* _Passage provided_:
The IFT has confirmed wild born pups in the Bluestem, Rim and San Mateo packs in Arizona; in the Aspen, Luna and Saddle packs in New Mexico; and suspect pups with the Middle Fork pack in New Mexico.


Bluestem Pack (collared AF521, M990, m991, m1041 and f1042)
Throughout October, the IFT located the pack both within and outside their traditional home range on the FAIR and ASNF, with M990 and m991 continuing to exhibit dispersal behavior. On the October 2 aerial telemetry flight, the IFT located AF521 and m991 on the ASNF, and located M990 approximately five miles to the northeast, also on the ASNF. On the October 11 telemetry flight, the IFT located the pack northeast of their traditional home range in the north-central portion of the primary recovery area. On October 13, the IFT captured two pups associated with AF521 and assigned them studbook numbers m1041 and f1042. The pups were in excellent condition, and the IFT fitted them with radio collars and released them on site. On the October 16 telemetry flight, the IFT located AF521, m1041 and f1042 together in the central portion of their home range on the ASNF. The IFT located M990 and M991 separate from the rest of the pack and each other, with M990 being in the far northwest portion of the BRWRA and m991 north of the pack’s traditional home range on the ASNF. On the October 31 telemetry flight, the IFT located AM521, m991, m1041 and f1042 more than 20 miles northeast of their home range in New Mexico in what is considered San Mateo pack territory.

Hawks Nest Pack (collared AM619 and AF486 with a non-functional collar)
Alpha M619 continued to use its traditional home range east of the Big Lake area on the ASNF. The IFT could not determine the presence of nor obtain a visual confirmation of AF486 due to a failed radio collar.

Meridian Pack (collared AM806 and f1028)
On September 24, during the course of intensive monitoring, the IFT discovered AF838 dead approximately seven miles south of Alpine, Arizona, on the ASNF. The circumstances of the wolf’s death are currently under investigation. Final necropsy results are pending from the USFWS’s National Forensics Laboratory in Ashland, Oregon, which will determine the cause of death. Individuals with information that they believe may be helpful regarding the wolf’s death should contact USFWS special agents in Mesa, Arizona, at 480-967-7900 or call the Arizona Game and Fish Department Operation Game Thief hotline at 1-800-352-0700.

* _Data extract_:

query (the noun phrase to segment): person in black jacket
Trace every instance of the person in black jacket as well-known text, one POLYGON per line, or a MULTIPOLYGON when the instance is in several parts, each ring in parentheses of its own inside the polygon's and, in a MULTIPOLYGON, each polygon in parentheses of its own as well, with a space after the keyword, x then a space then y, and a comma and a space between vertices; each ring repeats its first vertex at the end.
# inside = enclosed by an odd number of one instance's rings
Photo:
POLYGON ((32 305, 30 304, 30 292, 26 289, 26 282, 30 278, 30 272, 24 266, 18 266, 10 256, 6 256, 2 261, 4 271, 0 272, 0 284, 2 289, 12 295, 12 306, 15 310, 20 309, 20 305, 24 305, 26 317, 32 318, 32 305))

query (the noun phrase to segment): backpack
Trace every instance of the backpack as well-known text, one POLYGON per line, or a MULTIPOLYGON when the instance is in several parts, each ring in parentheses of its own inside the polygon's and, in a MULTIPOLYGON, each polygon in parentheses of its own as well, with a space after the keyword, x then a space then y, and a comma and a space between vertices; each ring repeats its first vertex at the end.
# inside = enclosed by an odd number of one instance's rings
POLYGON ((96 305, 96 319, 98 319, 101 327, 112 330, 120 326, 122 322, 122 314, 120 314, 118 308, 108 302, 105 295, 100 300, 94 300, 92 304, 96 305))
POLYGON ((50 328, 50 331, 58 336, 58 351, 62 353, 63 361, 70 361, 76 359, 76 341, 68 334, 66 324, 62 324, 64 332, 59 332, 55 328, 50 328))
* * *
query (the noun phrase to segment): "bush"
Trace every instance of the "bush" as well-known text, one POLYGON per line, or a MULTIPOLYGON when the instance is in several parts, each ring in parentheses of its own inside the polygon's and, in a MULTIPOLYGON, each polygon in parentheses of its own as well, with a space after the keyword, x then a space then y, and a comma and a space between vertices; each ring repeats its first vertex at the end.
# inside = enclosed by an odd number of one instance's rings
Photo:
==
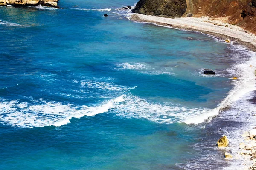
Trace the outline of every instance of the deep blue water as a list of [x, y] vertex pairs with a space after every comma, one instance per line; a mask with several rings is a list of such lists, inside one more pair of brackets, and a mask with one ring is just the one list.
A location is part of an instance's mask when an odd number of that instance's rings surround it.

* _What to do_:
(A) Answer these from the wolf pack report above, marking each answer the same way as its question:
(i) On what date did the IFT capture the two pups given studbook numbers m1041 and f1042?
(ii) What kept the IFT from confirming whether AF486 was present?
(iii) Which lab will provide the final necropsy results?
(B) Write out the wolf pack report word for word, from "Meridian Pack (collared" to "hotline at 1-800-352-0700.".
(C) Continue the wolf pack report with the next part, starting right after its last sentence.

* _Answers to each task_:
(A)
(i) October 13
(ii) A failed radio collar
(iii) The USFWS's National Forensics Laboratory in Ashland, Oregon

(B)
Meridian Pack (collared AM806 and f1028)
On September 24, during the course of intensive monitoring, the IFT discovered AF838 dead approximately seven miles south of Alpine, Arizona, on the ASNF. The circumstances of the wolf’s death are currently under investigation. Final necropsy results are pending from the USFWS’s National Forensics Laboratory in Ashland, Oregon, which will determine the cause of death. Individuals with information that they believe may be helpful regarding the wolf’s death should contact USFWS special agents in Mesa, Arizona, at 480-967-7900 or call the Arizona Game and Fish Department Operation Game Thief hotline at 1-800-352-0700.

(C)
On the October 11 and 16 telemetry flights, the IFT located AM806 near the town of Luna, New Mexico, 17 miles northeast of its release site in Arizona. The IFT observed AM806 alone the following day and hazed it from the area. AM806 remained in the Luna area until October 17. On October 19, the IFT visually confirmed f1028 alone in the area of the Meridian pack release site in Arizona; however, on October 24, the IFT observed AM806 back in Arizona with f1028. On October 25, the IFT captured both AM806 and f1028, fitting f1028 with a radio collar and replacing the radio collar on AM806. On October 29, the IFT observed both AM806 and f1028 together in the vicinity of their release site near Middle Mountain.

Rim Pack (collared AF858, AM992 and m1043)
Throughout October, the IFT located the Rim pack within its traditional home range in the central portion of the ASNF. On October 1, the IFT observed three wolves with this pack. On October 22, the IFT captured a pup, assigned it studbook number m1043, fitted it with a radio collar and released it on site. On the October 30 telemetry flight, the IFT located the alpha pair on the San Carlos Apache Reservation (SCAR), approximately three miles west of the ASNF border, and they located m1043 13 miles to the northeast on the ASNF.

San Mateo Pack (collared AF903, m927 and AM796 with a non-functional collar)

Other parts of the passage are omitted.